Now there's a tag line you won't see any time soon on the posters for Jean-Paul Rappeneau's tale of wartime romance and intrigue. Briskly paced, lushly filmed and insouciant to a fault, it's actually a parody of movies like this -- a kinder, gentler farce from the country that likes to think it invented the form. Even the movie's rather meaningless title is a jokey cliché, for who doesn't know at least those two words of French.

 

Bon Voyage isn't so much elaborate as it is just a mess, although clearly by comic design. Frédéric (Grégori Derangère) is a teacher and budding novelist who's still in love with his ex-girlfriend, Viviane (Isabelle Adjani), a beloved comedienne/chanteuse in French cinema, circa 1940. One dark and stormy night, she summons him to her apartment, where there's a dead body on the floor. The man slapped her, Viviane says, and she pushed him, and now he's dead. So the lovesick Frédéric puts the body in his trunk, crashes on the way to dispose of it, and goes to jail for murder. (Viviane failed to mention the bullet in the body.)

 

Three months later, the Germans invade Paris, and with the help of the raffish Raoul (Yvan Attal), Frédéric escapes the prison. He flees to Bordeaux, supposedly out of the Nazis' reach. Raoul flees there, too. So does Viviane and her new lover, Beaufort (Gérard Depardieu), a government minister. And so, too, does an old Jewish physicist who's produced heavy water -- a vital ingredient in making an A-bomb -- and who, with his committed young assistant Camille (Virginie Ledoyen), wants to get the valuable liquid to England. Little do they know that the dogged and well-known journalist Alex Winckler (Peter Coyote) is a German spy who wants the water as well.

Records excerpted from a collection
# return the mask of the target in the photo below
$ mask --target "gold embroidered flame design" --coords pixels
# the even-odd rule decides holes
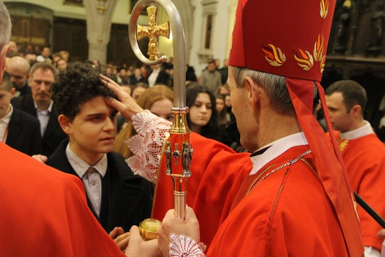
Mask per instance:
[[[282,53],[281,49],[273,45],[262,45],[262,51],[266,53],[265,59],[271,65],[279,67],[286,61],[285,54]]]
[[[329,0],[321,0],[321,8],[319,10],[319,14],[322,19],[326,18],[328,15],[328,11],[329,9]]]
[[[360,217],[359,216],[358,216],[358,212],[357,211],[357,202],[354,200],[354,198],[353,197],[353,193],[351,193],[352,194],[352,201],[353,202],[353,207],[354,207],[354,211],[356,212],[356,215],[357,215],[357,218],[358,219],[358,221],[360,221]]]
[[[323,68],[325,67],[325,59],[326,57],[325,56],[322,56],[322,59],[321,60],[321,63],[319,65],[319,68],[321,70],[321,73],[323,72]]]
[[[318,40],[314,44],[313,56],[316,62],[320,62],[323,53],[323,36],[321,34],[318,35]]]
[[[297,51],[297,54],[299,56],[294,54],[294,58],[298,62],[298,65],[303,68],[304,70],[309,70],[313,67],[313,57],[307,51],[304,52],[301,49]]]

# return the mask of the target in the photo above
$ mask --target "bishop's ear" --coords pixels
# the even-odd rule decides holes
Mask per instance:
[[[249,102],[253,107],[257,104],[259,100],[260,88],[258,85],[249,77],[245,78],[245,89],[247,92],[247,97]]]
[[[71,122],[68,117],[63,114],[61,114],[59,115],[59,117],[57,117],[57,120],[59,121],[60,126],[62,127],[62,129],[65,133],[67,135],[72,134]]]

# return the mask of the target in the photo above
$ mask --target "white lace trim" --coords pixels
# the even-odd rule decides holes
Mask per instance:
[[[131,118],[138,134],[125,141],[133,154],[126,162],[134,174],[155,183],[163,142],[172,123],[146,111]]]
[[[203,243],[197,244],[195,240],[184,235],[177,236],[172,233],[170,235],[171,242],[168,245],[170,248],[170,257],[204,257],[203,252],[206,246]]]

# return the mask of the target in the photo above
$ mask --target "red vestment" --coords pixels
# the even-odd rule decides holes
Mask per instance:
[[[312,153],[257,185],[309,149],[292,148],[245,178],[208,256],[348,256],[336,212],[313,169]]]
[[[253,165],[249,153],[234,154],[230,148],[196,133],[191,133],[191,141],[194,154],[186,202],[199,222],[201,241],[209,247]],[[172,180],[166,175],[165,159],[162,158],[158,172],[151,215],[160,221],[174,208]]]
[[[338,131],[334,131],[336,138]],[[329,133],[327,133],[329,135]],[[330,138],[330,136],[329,136]],[[381,217],[385,217],[385,145],[375,135],[338,140],[353,189]],[[363,245],[381,252],[382,240],[377,236],[381,226],[359,205],[357,211]]]
[[[0,255],[125,256],[75,176],[0,142]]]

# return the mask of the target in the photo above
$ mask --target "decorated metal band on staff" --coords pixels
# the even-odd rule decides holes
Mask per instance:
[[[137,24],[143,9],[148,5],[154,3],[161,6],[167,15],[169,22],[157,24],[158,7],[147,8],[148,26]],[[190,142],[191,131],[187,123],[186,106],[186,65],[184,35],[180,16],[174,4],[170,0],[139,0],[133,8],[128,26],[130,43],[134,53],[142,63],[154,65],[167,61],[166,56],[158,59],[157,37],[169,38],[172,31],[172,49],[174,56],[174,105],[171,112],[174,115],[172,125],[170,129],[170,138],[164,150],[166,157],[167,175],[171,176],[174,183],[174,205],[176,216],[184,219],[186,213],[186,194],[187,178],[191,176],[190,167],[192,155]],[[146,58],[138,45],[138,40],[149,37],[147,54]]]

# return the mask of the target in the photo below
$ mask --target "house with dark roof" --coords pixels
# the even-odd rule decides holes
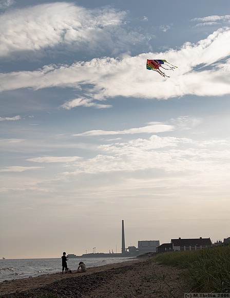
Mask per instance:
[[[156,250],[158,253],[172,251],[172,245],[171,243],[163,243],[160,246],[158,246]]]
[[[184,251],[185,250],[197,250],[202,248],[211,247],[212,240],[210,238],[200,238],[193,239],[171,239],[172,250]]]
[[[168,252],[169,251],[184,251],[185,250],[197,250],[211,247],[212,245],[210,238],[190,239],[171,239],[170,243],[164,243],[157,247],[157,252]]]

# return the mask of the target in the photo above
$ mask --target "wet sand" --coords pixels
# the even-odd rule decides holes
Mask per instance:
[[[86,264],[87,265],[87,264]],[[0,284],[1,297],[183,298],[182,270],[150,259],[87,268],[85,273],[61,272]],[[49,296],[48,296],[49,295]]]

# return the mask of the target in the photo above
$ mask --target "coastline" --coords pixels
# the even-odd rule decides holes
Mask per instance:
[[[87,265],[87,264],[86,264]],[[85,273],[73,271],[1,283],[2,298],[53,297],[76,298],[181,298],[188,289],[180,274],[183,270],[158,264],[150,259],[140,258],[87,268]]]

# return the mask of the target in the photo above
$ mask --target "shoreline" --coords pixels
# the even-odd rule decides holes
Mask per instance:
[[[85,273],[74,270],[71,274],[60,272],[4,281],[1,284],[0,296],[41,297],[52,293],[57,297],[150,298],[166,297],[170,292],[180,298],[189,291],[180,280],[182,273],[181,269],[140,258],[89,268]]]

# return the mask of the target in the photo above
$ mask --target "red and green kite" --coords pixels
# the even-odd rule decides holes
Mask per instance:
[[[167,65],[169,67],[169,68],[165,68],[162,66],[162,64],[164,64]],[[171,65],[170,66],[170,65]],[[146,68],[147,69],[149,69],[149,70],[155,70],[160,73],[161,76],[165,78],[169,78],[165,74],[164,72],[162,71],[160,69],[159,67],[162,67],[164,68],[164,69],[166,69],[167,70],[174,70],[176,67],[177,68],[177,66],[175,66],[175,65],[172,65],[170,63],[168,63],[166,60],[150,60],[149,59],[147,59],[147,63],[146,63]]]

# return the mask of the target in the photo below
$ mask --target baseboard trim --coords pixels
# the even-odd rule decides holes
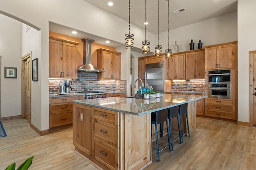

→ Tasks to perform
**1.** Using the review of the film Bon Voyage, decide whether each statement agrees with it, and answer yes or no with the deciding words quoted exactly: (a) Frédéric works as a teacher and is a budding novelist. (b) Camille helps Frédéric escape from prison. (c) Alex Winckler is secretly a German spy.
**2.** From the review of the film Bon Voyage, set down word for word the part that opens with the words containing "Bon Voyage isn't" and closes with "in the body.)".

→ Responses by task
**1.**
(a) Yes: "Frédéric (Grégori Derangère) is a teacher and budding novelist"
(b) No: "with the help of the raffish Raoul (Yvan Attal), Frédéric escapes the prison"
(c) Yes: "Alex Winckler (Peter Coyote) is a German spy who wants the water as well"

**2.**
Bon Voyage isn't so much elaborate as it is just a mess, although clearly by comic design. Frédéric (Grégori Derangère) is a teacher and budding novelist who's still in love with his ex-girlfriend, Viviane (Isabelle Adjani), a beloved comedienne/chanteuse in French cinema, circa 1940. One dark and stormy night, she summons him to her apartment, where there's a dead body on the floor. The man slapped her, Viviane says, and she pushed him, and now he's dead. So the lovesick Frédéric puts the body in his trunk, crashes on the way to dispose of it, and goes to jail for murder. (Viviane failed to mention the bullet in the body.)